start Entries
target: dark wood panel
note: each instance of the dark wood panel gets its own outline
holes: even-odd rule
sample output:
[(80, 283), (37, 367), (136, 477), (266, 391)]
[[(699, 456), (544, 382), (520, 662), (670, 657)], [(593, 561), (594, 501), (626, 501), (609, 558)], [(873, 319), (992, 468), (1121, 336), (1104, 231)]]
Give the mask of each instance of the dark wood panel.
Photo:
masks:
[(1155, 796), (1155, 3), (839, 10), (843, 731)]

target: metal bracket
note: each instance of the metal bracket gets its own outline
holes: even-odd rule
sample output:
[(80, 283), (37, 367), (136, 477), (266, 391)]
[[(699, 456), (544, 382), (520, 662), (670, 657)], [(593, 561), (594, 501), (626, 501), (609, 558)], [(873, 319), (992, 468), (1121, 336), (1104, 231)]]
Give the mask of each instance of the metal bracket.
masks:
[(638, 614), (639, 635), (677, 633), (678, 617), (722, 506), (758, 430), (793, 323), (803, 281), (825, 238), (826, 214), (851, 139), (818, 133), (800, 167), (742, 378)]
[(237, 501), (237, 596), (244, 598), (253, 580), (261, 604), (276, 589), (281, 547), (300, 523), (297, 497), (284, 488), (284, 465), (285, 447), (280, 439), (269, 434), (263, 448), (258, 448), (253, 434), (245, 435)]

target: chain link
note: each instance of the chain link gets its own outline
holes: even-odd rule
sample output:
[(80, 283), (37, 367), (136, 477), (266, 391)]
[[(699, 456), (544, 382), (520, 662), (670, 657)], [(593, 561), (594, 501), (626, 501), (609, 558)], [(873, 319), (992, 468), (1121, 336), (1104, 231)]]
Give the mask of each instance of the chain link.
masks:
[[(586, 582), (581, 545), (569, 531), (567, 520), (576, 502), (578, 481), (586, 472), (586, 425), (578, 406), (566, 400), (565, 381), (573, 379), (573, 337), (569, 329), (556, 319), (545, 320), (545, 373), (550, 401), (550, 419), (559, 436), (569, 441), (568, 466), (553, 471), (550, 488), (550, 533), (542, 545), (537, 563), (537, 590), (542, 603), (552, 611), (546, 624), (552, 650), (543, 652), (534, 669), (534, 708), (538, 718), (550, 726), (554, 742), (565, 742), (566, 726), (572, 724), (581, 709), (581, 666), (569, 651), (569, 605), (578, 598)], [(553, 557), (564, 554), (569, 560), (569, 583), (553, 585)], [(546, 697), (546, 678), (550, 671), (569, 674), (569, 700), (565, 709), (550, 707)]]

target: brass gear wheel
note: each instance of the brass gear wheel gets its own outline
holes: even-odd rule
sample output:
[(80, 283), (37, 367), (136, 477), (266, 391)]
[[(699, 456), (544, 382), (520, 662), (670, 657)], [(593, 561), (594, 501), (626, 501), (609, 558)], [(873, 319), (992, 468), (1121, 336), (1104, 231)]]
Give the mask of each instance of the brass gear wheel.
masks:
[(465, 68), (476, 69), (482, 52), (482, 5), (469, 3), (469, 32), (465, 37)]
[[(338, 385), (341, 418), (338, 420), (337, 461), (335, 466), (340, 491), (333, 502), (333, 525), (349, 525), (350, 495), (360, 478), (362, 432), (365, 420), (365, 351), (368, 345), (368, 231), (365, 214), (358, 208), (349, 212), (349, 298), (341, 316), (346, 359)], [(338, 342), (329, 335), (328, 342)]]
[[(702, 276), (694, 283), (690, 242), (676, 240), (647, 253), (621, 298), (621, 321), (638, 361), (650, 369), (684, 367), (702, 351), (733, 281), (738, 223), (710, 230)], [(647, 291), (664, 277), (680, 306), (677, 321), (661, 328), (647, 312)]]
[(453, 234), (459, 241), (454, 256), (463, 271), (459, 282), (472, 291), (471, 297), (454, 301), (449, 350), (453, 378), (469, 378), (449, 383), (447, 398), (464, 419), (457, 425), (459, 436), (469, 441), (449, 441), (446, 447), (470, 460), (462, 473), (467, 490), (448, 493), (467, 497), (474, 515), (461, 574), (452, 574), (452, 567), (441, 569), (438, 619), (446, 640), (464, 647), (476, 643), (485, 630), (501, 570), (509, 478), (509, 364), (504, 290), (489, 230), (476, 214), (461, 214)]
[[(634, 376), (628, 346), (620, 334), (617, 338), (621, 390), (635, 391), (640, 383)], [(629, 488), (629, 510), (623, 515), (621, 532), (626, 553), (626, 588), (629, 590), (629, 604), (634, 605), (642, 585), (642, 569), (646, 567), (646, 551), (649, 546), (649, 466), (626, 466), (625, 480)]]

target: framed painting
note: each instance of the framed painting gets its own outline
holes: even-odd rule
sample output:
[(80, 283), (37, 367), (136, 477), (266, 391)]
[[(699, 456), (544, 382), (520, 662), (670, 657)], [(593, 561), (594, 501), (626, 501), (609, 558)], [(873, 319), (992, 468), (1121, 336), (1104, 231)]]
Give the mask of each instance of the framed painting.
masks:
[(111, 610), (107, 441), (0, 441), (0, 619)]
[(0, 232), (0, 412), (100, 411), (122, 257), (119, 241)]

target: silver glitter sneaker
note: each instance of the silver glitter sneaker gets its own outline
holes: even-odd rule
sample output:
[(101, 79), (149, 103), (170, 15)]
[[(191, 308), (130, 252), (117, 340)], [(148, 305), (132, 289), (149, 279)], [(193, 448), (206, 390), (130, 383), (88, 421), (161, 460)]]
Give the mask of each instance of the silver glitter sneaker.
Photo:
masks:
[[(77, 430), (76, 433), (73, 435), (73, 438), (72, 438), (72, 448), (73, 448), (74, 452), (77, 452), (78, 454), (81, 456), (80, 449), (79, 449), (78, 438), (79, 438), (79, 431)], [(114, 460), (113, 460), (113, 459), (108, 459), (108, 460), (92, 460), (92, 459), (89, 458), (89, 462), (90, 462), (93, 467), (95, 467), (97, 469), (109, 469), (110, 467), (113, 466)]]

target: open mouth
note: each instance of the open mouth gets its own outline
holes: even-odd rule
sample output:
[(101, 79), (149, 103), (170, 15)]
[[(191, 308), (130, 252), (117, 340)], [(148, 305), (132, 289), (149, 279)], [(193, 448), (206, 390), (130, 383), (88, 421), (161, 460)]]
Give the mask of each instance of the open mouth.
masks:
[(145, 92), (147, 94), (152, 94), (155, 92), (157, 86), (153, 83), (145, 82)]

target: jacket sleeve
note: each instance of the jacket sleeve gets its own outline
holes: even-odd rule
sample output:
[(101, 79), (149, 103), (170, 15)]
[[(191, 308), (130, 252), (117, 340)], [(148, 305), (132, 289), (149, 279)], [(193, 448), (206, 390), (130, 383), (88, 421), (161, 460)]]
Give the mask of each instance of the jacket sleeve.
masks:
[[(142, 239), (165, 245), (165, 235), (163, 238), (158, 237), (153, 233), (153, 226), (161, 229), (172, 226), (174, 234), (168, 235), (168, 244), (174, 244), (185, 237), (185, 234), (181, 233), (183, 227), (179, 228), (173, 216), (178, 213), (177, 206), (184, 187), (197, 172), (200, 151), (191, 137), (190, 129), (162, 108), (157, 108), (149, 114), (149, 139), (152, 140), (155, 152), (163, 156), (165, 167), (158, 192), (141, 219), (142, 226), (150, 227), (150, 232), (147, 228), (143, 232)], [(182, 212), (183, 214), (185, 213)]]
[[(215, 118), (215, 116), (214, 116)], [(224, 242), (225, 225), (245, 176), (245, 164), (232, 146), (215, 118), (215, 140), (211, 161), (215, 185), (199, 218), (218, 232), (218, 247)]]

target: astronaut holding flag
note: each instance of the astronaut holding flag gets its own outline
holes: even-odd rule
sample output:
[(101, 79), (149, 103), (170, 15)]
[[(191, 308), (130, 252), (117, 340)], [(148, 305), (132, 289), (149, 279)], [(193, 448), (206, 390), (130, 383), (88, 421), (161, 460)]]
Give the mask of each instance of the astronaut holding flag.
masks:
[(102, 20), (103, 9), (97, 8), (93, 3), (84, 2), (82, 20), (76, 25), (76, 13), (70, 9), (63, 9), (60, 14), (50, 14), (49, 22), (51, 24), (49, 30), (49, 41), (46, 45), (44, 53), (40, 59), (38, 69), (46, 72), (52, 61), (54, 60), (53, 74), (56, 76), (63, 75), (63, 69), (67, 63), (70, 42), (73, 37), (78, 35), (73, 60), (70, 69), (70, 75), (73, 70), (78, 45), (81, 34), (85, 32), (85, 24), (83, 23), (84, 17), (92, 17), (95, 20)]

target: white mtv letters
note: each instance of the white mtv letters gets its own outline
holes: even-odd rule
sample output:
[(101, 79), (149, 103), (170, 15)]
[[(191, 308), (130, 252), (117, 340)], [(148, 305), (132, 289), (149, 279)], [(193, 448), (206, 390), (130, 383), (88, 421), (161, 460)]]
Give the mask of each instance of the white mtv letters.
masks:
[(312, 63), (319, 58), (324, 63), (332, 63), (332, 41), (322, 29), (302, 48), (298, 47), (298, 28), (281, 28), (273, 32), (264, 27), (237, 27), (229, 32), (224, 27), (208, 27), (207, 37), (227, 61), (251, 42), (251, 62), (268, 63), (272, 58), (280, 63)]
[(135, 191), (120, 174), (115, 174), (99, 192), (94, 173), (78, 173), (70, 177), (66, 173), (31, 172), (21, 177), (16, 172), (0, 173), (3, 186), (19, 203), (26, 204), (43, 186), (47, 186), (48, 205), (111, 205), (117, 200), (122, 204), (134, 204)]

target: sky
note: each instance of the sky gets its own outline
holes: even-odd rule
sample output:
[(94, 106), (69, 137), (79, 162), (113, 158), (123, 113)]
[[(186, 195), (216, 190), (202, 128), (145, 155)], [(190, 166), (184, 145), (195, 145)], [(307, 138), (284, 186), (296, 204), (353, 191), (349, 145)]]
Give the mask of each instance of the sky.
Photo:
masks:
end Entries
Aim of the task ::
Only the lines from the one with "target: sky" through the end of the material are wanted; copy them exactly, both ends included.

Response to the exercise ::
target: sky
note: each instance of the sky gets its own outline
holes: even-odd rule
sample output:
[(94, 106), (69, 137), (79, 162), (113, 158), (123, 113)]
[[(186, 195), (216, 190), (202, 128), (145, 155)], [(190, 166), (184, 145), (195, 145)], [(307, 138), (284, 186), (296, 204), (353, 191), (349, 145)]]
Give the mask of each instance of the sky.
Photo:
masks:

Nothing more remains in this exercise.